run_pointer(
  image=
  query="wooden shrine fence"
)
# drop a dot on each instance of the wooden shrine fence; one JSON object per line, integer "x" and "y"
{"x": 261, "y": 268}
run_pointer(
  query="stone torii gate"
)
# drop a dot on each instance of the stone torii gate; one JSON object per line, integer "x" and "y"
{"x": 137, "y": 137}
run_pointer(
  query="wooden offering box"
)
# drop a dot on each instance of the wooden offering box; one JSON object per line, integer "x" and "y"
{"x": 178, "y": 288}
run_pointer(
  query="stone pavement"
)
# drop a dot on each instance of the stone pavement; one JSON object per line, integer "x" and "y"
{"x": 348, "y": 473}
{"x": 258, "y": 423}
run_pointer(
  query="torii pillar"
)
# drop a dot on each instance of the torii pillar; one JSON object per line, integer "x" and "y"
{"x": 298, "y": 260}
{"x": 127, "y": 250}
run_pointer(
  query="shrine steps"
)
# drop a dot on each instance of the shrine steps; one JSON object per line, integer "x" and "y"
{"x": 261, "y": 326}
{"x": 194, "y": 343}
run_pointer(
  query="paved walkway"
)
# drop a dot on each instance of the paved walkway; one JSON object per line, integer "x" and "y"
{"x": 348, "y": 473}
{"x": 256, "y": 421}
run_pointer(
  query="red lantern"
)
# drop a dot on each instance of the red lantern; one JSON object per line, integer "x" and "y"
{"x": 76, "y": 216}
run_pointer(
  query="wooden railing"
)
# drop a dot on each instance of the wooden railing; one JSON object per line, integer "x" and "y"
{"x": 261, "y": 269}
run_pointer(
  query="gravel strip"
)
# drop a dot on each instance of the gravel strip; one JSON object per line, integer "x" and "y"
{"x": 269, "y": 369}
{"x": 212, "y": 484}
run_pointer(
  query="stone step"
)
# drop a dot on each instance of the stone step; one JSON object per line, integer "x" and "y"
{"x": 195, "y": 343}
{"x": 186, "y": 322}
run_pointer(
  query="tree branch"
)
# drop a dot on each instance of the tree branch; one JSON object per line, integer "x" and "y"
• • • • •
### What is required
Wherever the word "query" appears in the listing, copy the line that holds it.

### Answer space
  query="wooden shrine fence"
  query="stone torii gate"
  query="wooden offering box"
  query="stone pavement"
  query="torii pillar"
  query="shrine steps"
  query="paved walkway"
  query="red lantern"
  query="wooden railing"
  query="gravel strip"
  query="stone step"
  query="tree branch"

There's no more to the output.